Records from a dataset
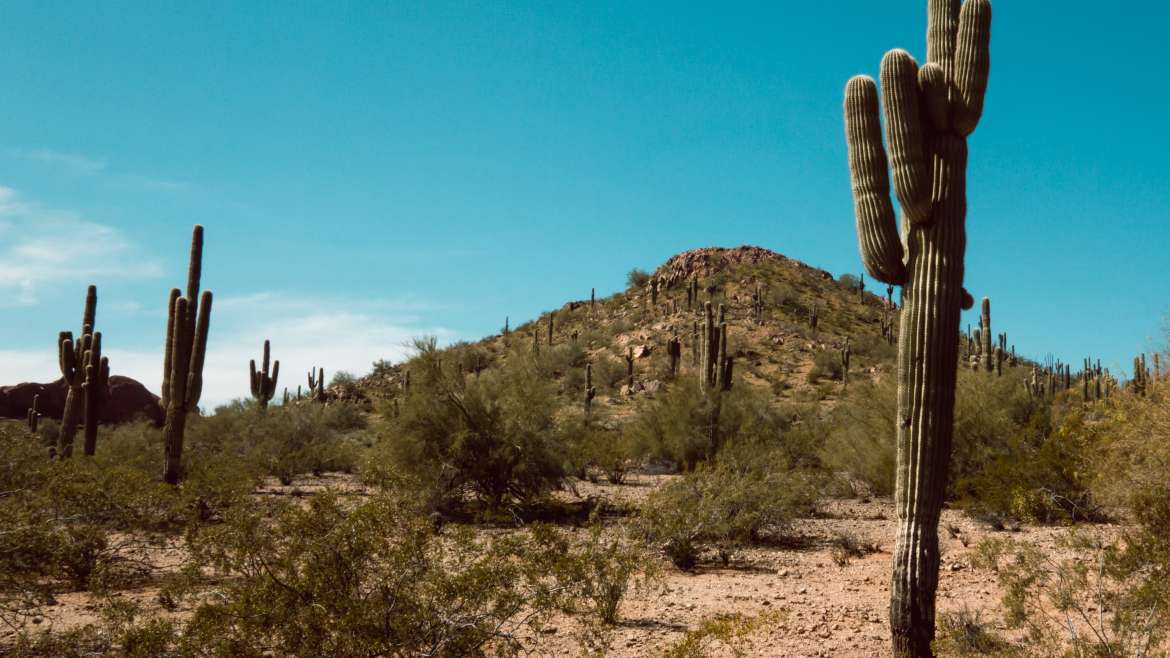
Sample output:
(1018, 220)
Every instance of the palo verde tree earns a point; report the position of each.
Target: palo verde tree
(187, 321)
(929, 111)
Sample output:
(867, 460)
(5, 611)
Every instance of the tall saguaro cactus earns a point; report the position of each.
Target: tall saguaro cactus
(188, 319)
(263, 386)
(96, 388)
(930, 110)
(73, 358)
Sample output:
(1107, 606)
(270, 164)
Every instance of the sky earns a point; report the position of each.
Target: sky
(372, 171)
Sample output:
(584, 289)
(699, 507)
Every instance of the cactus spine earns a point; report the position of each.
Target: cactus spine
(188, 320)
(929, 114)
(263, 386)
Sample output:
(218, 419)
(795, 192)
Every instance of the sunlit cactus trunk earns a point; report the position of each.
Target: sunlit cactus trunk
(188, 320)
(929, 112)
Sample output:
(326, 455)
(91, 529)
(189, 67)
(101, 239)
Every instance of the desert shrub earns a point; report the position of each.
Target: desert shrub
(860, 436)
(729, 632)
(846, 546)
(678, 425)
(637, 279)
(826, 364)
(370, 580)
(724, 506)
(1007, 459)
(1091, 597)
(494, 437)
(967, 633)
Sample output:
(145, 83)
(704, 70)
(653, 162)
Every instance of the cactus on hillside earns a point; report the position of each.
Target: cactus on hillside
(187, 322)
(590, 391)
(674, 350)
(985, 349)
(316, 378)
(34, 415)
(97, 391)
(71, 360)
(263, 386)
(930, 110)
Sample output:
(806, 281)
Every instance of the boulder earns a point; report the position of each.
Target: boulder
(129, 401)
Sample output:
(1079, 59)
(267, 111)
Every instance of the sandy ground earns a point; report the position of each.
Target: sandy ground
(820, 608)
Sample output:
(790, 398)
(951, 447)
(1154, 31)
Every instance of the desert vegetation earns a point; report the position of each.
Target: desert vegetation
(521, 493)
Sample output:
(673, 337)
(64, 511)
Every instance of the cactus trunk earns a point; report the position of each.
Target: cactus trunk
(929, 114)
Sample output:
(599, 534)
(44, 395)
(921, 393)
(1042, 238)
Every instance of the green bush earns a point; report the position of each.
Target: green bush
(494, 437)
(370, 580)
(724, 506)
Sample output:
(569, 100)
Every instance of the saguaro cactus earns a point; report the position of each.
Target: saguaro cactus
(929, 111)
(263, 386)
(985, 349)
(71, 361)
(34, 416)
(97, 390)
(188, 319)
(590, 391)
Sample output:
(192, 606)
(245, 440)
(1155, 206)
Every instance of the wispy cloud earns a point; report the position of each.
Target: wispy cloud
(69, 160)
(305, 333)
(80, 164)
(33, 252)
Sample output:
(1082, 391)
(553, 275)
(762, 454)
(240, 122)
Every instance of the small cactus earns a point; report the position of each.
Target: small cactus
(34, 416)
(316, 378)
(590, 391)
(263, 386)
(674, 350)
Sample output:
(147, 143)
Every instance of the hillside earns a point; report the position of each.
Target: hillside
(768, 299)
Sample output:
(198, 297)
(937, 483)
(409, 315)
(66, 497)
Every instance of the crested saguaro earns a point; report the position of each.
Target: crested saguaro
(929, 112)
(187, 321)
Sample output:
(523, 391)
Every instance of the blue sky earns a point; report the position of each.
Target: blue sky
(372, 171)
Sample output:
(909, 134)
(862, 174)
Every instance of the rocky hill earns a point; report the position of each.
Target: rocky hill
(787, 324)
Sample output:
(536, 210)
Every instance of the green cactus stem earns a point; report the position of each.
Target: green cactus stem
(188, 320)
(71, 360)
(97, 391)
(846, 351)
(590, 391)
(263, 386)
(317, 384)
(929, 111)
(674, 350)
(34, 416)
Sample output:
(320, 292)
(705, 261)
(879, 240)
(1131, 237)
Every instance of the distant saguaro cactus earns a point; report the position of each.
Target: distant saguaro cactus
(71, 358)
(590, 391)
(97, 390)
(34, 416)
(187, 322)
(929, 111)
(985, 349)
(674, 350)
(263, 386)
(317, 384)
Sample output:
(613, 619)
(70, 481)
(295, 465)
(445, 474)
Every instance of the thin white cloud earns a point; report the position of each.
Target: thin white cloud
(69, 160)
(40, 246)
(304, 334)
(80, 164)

* * *

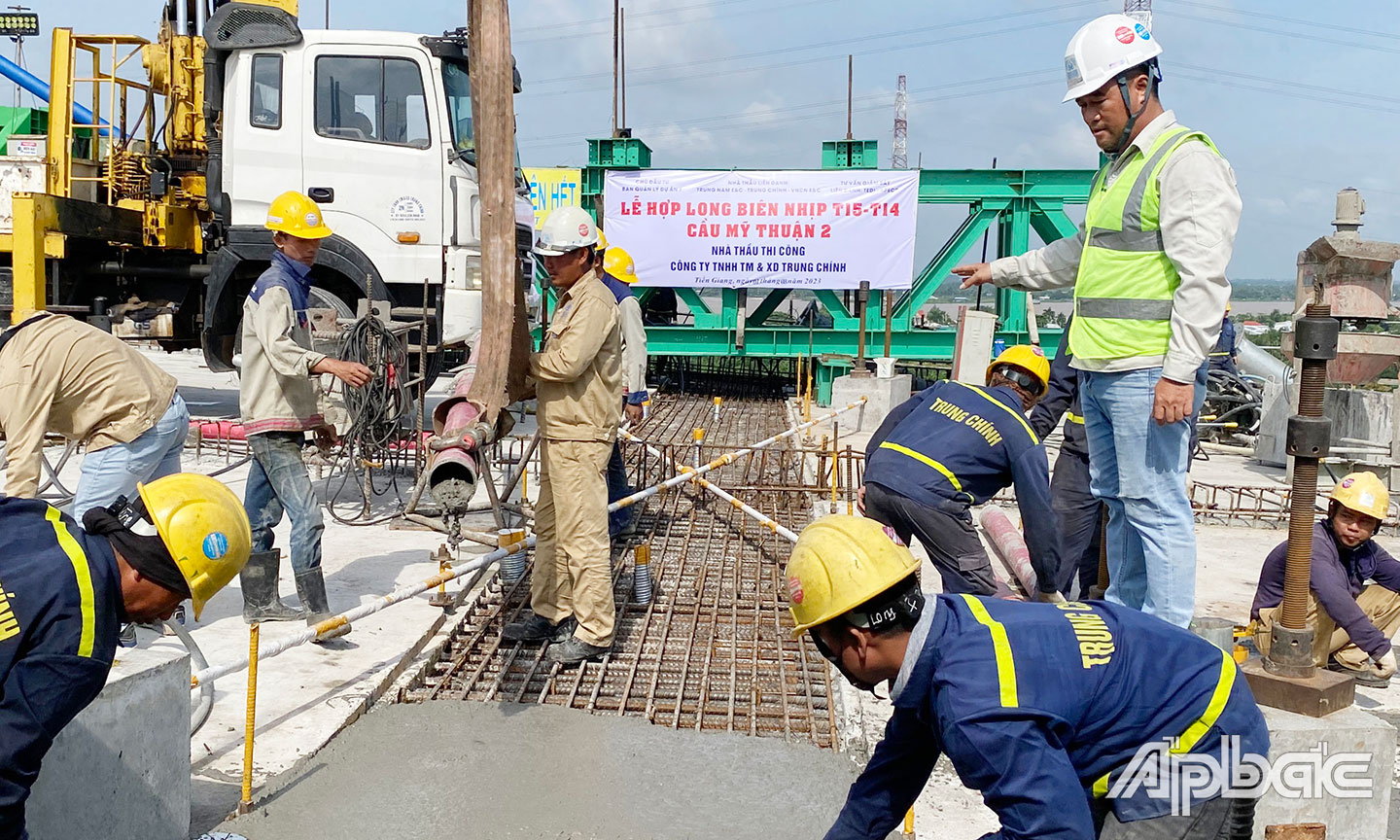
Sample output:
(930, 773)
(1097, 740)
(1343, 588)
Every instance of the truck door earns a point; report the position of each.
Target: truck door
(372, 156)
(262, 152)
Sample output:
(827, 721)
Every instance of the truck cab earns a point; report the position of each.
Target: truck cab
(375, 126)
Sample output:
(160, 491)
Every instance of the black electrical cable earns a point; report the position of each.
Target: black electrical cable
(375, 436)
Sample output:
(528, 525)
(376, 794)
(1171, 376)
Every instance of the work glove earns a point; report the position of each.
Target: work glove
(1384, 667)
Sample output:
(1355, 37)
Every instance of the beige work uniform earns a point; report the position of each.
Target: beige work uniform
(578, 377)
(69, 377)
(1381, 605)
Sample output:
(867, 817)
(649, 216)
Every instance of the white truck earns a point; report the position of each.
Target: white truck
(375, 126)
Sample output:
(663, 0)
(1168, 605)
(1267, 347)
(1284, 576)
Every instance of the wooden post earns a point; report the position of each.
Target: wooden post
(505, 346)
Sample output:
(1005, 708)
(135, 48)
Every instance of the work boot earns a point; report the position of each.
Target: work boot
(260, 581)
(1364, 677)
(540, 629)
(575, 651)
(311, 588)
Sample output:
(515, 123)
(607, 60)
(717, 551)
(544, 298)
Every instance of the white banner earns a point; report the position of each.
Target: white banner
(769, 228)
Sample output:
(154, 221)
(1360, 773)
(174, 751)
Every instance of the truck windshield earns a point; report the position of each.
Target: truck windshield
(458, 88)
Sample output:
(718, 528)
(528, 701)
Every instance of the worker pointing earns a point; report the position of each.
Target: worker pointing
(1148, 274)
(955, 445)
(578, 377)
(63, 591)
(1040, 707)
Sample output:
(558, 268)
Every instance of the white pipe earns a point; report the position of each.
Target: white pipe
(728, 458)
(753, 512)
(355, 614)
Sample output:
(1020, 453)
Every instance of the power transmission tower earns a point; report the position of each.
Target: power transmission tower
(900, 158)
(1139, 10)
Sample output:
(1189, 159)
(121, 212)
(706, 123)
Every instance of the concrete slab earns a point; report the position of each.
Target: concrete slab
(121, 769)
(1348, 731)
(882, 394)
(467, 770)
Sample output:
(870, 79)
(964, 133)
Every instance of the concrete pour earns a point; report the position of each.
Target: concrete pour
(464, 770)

==

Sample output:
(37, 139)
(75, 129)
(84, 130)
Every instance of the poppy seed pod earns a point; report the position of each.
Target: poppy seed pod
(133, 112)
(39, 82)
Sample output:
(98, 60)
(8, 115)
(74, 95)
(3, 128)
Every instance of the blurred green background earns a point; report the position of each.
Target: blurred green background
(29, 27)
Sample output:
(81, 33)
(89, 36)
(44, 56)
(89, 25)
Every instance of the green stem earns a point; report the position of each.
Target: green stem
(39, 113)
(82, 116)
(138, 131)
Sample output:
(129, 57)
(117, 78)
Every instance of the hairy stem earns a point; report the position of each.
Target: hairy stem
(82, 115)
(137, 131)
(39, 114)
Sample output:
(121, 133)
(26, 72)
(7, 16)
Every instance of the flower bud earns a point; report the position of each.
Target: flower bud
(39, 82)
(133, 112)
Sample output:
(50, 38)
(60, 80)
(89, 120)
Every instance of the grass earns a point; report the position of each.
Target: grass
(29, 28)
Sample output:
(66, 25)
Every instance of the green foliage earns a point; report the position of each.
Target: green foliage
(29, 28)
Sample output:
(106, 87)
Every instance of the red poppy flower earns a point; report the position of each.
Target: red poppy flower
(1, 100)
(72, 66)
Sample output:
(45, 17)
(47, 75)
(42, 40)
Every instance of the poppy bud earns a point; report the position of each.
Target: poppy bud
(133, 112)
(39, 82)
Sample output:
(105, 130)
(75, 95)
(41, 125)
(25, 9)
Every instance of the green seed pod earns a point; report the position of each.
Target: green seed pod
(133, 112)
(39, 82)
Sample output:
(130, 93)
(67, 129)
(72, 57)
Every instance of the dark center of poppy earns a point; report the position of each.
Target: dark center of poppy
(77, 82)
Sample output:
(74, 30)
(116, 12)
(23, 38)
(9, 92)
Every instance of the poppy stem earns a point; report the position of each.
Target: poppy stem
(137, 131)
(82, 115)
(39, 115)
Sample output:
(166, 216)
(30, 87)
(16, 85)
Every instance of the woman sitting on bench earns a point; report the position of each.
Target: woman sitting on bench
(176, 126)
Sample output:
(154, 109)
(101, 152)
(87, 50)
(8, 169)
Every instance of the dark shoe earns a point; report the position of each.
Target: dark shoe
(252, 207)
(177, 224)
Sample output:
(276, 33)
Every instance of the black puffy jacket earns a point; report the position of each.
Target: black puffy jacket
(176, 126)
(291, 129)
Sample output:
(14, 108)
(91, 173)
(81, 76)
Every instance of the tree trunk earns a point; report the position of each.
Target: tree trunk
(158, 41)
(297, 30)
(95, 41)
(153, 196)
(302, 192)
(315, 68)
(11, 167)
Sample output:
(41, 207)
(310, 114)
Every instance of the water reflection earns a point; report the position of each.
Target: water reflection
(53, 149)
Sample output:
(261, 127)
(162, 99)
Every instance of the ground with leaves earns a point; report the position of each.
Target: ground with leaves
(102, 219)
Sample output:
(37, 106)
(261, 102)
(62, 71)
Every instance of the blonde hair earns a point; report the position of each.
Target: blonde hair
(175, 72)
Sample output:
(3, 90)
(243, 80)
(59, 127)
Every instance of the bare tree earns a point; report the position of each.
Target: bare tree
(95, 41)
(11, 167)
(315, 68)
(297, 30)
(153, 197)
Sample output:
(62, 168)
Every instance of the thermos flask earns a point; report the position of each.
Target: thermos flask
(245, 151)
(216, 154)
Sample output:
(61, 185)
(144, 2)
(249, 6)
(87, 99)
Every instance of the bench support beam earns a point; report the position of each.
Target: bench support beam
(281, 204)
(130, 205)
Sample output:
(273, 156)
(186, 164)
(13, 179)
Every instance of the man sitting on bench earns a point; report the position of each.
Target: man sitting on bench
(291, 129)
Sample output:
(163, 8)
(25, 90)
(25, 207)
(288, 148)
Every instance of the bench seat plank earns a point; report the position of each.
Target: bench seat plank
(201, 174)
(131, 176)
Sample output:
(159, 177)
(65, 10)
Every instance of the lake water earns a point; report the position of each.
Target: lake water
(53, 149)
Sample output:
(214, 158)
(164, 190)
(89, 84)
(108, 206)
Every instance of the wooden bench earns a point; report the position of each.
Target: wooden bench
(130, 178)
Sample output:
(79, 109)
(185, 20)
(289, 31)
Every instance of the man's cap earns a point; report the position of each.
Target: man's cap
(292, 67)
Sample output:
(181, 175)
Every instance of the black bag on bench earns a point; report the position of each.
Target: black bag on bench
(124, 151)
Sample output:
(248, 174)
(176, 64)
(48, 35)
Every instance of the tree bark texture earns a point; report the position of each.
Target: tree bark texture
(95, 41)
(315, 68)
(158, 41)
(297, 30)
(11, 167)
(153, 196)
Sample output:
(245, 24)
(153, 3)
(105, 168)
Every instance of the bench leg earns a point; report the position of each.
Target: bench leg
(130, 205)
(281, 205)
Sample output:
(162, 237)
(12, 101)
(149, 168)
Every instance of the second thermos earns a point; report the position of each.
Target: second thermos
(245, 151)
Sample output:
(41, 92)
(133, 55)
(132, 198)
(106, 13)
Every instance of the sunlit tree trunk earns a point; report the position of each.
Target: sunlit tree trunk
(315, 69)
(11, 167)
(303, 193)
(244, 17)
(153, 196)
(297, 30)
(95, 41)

Your assignment
Copy out the lines above exactly, beginning at the one that contains "Every instance of the white banner" and ending at the one that contains "Every instance of the concrete pour".

Response to the exercise
Every instance of the white banner earns a point; report the position of each.
Target: white banner
(769, 228)
Sample output:
(154, 221)
(1360, 773)
(174, 751)
Every instance of the truck windshield earns a point; report the position of each.
Target: truck windshield
(458, 88)
Sample output:
(718, 528)
(528, 701)
Every instance of the worker pointing earns a point; report the position of each.
Target: worker pointing
(1148, 274)
(955, 445)
(578, 377)
(63, 591)
(1040, 707)
Sample output:
(558, 268)
Every instance of the white pipe earns a point; report the position of each.
Target: white pipe
(728, 458)
(753, 512)
(355, 614)
Sample output:
(1020, 453)
Every instance of the power transmission tower earns a point; report the position of each.
Target: power transmission tower
(900, 158)
(1139, 10)
Sample output:
(1189, 159)
(121, 212)
(706, 123)
Every instance of the concrete slab earns a point; report the position of each.
Target: concrete slab
(121, 769)
(1348, 731)
(882, 394)
(467, 770)
Sample output:
(870, 79)
(964, 133)
Every instance of the concrete pour earns a point; report the position of each.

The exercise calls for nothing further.